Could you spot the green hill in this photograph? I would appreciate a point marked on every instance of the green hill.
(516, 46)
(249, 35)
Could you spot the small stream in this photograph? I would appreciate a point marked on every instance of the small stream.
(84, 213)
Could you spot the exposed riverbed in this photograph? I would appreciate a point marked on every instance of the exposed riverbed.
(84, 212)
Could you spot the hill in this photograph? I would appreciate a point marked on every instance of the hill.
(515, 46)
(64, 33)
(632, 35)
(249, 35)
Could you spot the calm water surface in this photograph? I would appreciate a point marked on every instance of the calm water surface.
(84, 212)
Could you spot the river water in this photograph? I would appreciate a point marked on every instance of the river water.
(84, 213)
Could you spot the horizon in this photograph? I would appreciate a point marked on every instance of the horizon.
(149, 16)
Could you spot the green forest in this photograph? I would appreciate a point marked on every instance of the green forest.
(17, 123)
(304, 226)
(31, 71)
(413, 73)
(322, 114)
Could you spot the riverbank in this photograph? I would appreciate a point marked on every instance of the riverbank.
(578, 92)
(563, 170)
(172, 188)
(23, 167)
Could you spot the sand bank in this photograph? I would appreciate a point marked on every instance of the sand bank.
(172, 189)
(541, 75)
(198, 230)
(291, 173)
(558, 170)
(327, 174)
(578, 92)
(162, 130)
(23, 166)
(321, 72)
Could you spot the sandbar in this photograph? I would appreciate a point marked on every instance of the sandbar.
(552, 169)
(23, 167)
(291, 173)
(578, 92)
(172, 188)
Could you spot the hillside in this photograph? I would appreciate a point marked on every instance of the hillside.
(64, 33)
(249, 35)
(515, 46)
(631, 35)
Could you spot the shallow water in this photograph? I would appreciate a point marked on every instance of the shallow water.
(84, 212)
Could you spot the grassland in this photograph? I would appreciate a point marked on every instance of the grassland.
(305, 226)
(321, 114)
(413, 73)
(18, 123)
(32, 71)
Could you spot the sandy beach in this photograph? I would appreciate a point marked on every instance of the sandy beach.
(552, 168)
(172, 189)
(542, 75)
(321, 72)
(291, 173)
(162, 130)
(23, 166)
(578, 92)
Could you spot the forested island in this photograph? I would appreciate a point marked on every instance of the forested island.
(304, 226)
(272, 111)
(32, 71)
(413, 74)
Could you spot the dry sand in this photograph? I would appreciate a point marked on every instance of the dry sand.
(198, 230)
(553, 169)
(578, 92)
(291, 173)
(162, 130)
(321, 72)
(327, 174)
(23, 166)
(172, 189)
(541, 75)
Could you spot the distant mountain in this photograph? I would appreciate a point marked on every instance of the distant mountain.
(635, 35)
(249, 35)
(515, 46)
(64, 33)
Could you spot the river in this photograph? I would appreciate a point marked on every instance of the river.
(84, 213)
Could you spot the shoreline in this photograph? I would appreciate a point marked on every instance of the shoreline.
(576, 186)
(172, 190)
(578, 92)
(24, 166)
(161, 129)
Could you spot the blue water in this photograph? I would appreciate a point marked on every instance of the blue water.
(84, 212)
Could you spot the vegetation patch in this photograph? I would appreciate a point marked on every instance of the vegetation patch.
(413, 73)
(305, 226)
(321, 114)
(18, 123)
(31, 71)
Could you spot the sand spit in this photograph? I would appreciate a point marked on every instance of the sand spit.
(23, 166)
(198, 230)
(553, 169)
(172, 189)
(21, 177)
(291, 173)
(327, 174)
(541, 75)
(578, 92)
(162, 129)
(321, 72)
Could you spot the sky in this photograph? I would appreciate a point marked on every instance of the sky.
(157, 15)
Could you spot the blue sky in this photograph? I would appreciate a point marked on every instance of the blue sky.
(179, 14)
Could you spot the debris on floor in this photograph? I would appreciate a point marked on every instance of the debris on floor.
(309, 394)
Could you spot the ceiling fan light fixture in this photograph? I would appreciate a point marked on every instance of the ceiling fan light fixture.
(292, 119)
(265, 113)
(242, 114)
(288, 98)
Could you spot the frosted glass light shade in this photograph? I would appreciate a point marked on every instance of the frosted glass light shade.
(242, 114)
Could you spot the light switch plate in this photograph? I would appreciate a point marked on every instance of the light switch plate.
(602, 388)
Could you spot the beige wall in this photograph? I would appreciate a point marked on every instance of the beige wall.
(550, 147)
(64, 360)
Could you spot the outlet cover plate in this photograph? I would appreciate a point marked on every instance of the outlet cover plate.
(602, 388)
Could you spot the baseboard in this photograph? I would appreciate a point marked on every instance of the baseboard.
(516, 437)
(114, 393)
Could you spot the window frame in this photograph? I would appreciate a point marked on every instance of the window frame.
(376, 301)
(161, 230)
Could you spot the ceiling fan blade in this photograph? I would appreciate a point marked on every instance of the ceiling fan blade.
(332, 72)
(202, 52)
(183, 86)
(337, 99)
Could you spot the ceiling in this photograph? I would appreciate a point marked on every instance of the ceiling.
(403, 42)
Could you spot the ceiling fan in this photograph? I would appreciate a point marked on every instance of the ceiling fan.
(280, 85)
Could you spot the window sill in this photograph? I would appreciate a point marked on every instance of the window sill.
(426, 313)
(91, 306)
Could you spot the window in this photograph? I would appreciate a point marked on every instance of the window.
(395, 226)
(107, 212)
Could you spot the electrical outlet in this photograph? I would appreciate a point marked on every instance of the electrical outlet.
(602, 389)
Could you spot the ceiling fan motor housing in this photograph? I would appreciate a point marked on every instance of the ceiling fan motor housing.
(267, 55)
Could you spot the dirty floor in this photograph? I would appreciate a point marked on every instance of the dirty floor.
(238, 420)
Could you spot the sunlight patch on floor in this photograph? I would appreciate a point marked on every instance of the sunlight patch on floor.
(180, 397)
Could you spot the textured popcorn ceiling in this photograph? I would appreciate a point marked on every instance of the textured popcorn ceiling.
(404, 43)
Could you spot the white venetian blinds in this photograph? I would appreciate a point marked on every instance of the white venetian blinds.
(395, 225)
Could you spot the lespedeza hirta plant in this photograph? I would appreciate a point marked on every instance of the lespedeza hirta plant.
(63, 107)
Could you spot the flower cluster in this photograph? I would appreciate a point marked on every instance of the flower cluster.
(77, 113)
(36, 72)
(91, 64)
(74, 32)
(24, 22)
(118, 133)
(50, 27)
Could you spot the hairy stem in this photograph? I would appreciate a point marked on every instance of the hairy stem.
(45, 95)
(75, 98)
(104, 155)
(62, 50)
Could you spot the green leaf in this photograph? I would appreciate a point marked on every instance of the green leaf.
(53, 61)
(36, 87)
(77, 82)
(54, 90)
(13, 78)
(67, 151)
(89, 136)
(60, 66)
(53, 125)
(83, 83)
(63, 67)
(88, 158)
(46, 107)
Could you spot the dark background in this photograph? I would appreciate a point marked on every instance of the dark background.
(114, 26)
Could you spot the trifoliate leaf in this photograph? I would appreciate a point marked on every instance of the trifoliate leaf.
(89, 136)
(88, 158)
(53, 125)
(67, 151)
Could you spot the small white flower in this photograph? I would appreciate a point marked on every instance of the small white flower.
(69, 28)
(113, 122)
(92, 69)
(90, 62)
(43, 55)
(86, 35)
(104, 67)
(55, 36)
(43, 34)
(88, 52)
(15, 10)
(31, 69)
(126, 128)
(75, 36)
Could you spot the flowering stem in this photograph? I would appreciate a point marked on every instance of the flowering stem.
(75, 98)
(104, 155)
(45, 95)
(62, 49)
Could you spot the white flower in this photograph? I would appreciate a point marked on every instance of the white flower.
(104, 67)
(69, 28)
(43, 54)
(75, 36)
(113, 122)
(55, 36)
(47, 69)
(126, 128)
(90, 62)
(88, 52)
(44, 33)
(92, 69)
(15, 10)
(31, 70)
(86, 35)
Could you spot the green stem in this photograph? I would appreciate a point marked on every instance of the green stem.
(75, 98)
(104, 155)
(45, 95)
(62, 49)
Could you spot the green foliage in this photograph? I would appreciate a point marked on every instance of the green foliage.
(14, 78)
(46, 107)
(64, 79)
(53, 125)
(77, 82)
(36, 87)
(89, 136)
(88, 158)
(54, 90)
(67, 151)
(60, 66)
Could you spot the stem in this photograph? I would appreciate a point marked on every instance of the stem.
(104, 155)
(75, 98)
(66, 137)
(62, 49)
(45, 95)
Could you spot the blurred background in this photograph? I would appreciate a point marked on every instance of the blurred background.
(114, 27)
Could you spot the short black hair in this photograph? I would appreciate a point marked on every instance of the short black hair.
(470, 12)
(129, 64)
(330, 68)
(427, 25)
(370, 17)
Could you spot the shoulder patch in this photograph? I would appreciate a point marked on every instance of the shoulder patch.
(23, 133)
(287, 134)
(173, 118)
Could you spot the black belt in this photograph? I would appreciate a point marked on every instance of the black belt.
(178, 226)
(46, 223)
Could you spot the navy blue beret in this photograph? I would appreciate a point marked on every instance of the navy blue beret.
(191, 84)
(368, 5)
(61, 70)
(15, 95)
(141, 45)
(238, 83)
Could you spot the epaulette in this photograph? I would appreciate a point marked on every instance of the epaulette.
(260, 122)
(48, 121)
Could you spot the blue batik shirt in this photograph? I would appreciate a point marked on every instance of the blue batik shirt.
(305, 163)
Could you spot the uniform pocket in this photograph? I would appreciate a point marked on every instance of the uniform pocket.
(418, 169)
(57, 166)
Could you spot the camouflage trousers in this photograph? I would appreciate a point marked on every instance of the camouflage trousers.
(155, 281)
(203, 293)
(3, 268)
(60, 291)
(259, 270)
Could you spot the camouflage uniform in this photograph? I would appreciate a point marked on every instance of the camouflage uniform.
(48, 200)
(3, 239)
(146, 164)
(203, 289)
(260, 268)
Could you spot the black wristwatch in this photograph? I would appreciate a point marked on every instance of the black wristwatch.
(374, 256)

[YOUR GOAL] When the line containing "Could you spot the camouflage uniform" is reached, return it and every later line through the end of the listing above, unaltered and alone.

[ANSWER]
Could you spot the camouflage uniform in this photograph? I would appreciate a point marked on every instance of the camouflage uniform.
(48, 200)
(3, 239)
(146, 164)
(203, 289)
(260, 268)
Could you spot the black wristwatch in this photograph? I would appreciate a point marked on every instance of the black wristwatch.
(374, 256)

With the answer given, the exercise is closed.